The problem
There is an integer array nums sorted in ascending order (with distinct values).
Prior to being passed to your function, nums is possibly rotated at an unknown pivot index k (1 <= k < nums.length) such that the resulting array is [nums[k], nums[k+1], ..., nums[n-1], nums[0], nums[1], ..., nums[k-1]] (0-indexed). For example, [0,1,2,4,5,6,7] might be rotated at pivot index 3 and become [4,5,6,7,0,1,2].
Given the array nums after the possible rotation and an integer target, return the index of target if it is in nums, or -1 if it is not in nums.
You must write an algorithm with O(log n) runtime complexity.

• **Supplied material**
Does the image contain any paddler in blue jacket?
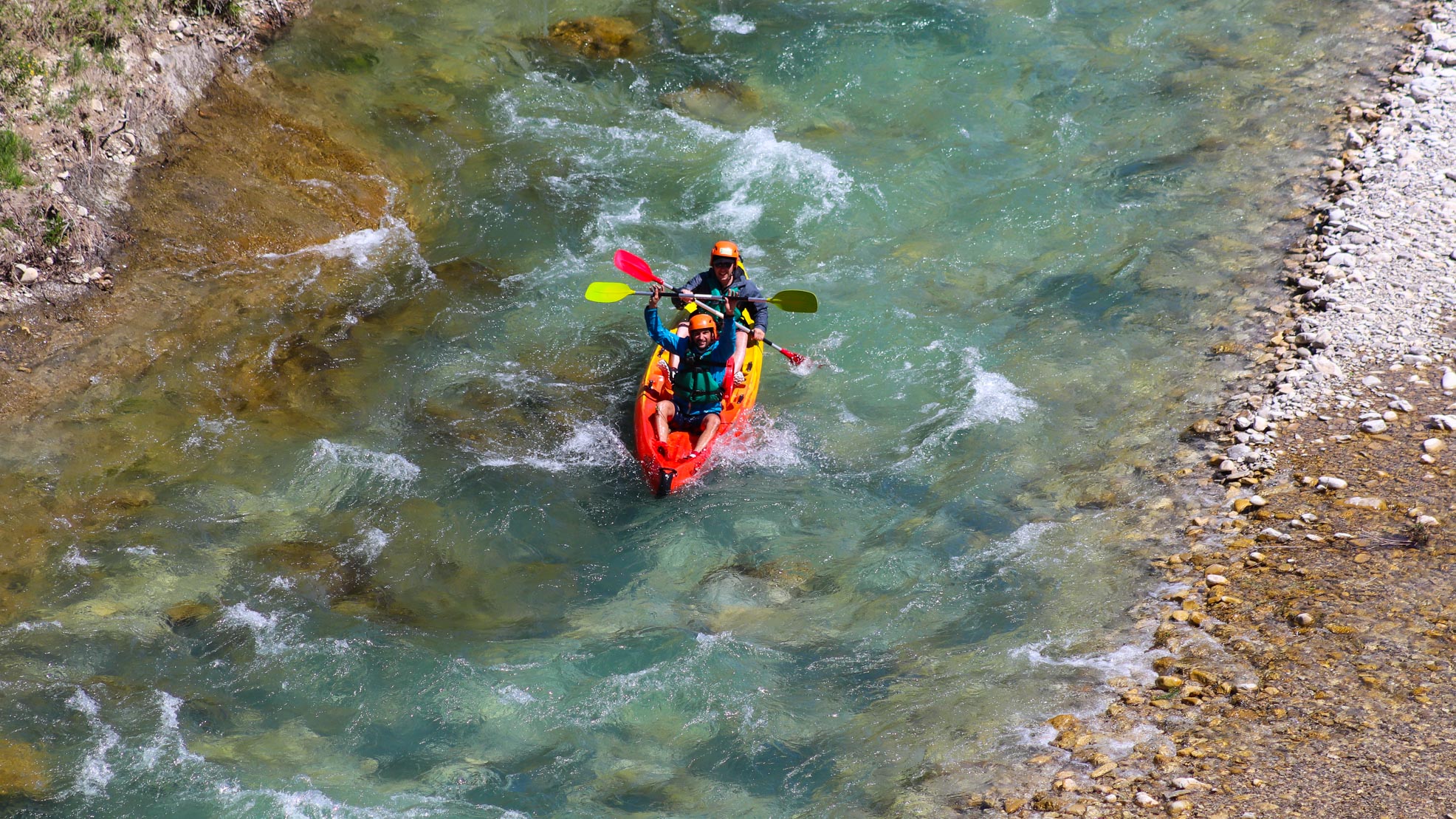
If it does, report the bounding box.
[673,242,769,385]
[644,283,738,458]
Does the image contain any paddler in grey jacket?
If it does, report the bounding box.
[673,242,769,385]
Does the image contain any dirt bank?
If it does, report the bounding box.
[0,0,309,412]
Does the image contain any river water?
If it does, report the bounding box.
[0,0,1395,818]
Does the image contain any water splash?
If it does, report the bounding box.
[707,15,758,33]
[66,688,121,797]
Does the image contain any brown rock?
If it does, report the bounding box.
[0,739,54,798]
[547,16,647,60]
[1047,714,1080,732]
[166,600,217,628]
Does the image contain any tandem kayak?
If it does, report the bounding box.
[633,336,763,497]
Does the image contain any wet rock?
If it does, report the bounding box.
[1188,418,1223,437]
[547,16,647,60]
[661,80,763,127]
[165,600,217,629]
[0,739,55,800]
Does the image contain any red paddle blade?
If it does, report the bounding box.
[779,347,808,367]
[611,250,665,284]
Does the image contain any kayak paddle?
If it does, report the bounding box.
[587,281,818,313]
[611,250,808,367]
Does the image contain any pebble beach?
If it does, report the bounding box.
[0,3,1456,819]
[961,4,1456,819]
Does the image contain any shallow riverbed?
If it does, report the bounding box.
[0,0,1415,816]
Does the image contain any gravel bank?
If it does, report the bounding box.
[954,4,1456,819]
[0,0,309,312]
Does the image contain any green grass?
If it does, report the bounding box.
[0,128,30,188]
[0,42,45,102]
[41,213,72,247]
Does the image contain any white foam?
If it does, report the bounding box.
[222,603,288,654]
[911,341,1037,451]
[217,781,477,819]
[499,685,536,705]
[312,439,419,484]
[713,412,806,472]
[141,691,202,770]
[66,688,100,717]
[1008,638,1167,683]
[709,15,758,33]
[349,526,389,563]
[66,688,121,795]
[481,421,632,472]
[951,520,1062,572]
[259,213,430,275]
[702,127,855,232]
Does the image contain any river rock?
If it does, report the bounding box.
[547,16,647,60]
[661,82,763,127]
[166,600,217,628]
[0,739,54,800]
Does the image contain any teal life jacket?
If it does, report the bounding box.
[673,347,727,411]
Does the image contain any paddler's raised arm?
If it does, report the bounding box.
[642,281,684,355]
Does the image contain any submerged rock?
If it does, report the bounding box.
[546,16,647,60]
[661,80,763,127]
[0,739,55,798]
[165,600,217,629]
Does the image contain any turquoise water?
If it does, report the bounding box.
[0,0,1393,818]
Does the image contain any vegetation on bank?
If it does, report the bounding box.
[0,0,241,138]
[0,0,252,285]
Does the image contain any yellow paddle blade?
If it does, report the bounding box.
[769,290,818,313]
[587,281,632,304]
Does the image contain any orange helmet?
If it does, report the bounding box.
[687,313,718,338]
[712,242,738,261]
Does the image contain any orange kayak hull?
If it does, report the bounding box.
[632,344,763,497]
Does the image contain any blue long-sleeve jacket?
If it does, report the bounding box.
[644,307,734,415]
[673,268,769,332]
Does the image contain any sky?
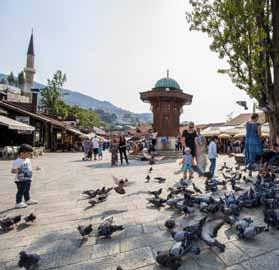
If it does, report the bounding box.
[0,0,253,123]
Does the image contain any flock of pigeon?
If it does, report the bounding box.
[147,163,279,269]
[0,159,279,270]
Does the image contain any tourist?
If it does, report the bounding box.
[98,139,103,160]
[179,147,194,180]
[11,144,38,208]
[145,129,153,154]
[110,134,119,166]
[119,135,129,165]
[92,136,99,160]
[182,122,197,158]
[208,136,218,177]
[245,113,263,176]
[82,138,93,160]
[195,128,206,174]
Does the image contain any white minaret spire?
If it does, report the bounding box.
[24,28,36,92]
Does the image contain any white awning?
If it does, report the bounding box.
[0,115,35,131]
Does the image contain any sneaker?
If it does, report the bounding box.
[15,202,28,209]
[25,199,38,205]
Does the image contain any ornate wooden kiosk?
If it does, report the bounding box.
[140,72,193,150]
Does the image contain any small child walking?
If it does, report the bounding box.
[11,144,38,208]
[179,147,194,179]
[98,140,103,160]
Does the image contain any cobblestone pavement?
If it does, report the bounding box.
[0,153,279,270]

---

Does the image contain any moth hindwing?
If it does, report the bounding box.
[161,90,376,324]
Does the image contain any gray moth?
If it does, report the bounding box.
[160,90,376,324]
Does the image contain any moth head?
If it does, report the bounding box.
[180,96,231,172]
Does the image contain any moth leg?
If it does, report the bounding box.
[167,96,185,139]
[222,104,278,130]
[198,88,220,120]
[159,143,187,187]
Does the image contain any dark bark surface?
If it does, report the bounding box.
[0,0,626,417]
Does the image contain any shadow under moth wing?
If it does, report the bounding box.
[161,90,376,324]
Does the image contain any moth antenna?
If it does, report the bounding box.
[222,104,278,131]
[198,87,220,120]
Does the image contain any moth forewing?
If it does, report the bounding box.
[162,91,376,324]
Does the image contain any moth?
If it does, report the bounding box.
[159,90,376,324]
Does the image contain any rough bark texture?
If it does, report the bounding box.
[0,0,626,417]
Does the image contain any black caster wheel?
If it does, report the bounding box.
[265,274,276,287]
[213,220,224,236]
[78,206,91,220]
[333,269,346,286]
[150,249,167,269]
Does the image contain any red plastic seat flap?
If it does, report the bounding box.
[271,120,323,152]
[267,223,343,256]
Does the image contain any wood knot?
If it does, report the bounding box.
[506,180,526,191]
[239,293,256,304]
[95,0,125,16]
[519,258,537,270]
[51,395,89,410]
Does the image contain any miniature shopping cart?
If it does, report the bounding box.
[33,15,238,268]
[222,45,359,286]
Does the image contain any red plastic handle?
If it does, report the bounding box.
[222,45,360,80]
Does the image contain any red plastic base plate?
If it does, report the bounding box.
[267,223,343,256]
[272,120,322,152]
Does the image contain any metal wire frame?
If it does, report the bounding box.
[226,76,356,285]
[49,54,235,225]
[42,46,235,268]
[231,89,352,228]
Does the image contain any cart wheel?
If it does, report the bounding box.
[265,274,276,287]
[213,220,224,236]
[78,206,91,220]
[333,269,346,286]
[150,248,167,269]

• **Exercise objective**
Reproduce the rotated sorted array problem from above word for word, from its heading to its last sentence.

• **Task output**
The problem
There is an integer array nums sorted in ascending order (with distinct values).
Prior to being passed to your function, nums is possibly rotated at an unknown pivot index k (1 <= k < nums.length) such that the resulting array is [nums[k], nums[k+1], ..., nums[n-1], nums[0], nums[1], ..., nums[k-1]] (0-indexed). For example, [0,1,2,4,5,6,7] might be rotated at pivot index 3 and become [4,5,6,7,0,1,2].
Given the array nums after the possible rotation and an integer target, return the index of target if it is in nums, or -1 if it is not in nums.
You must write an algorithm with O(log n) runtime complexity.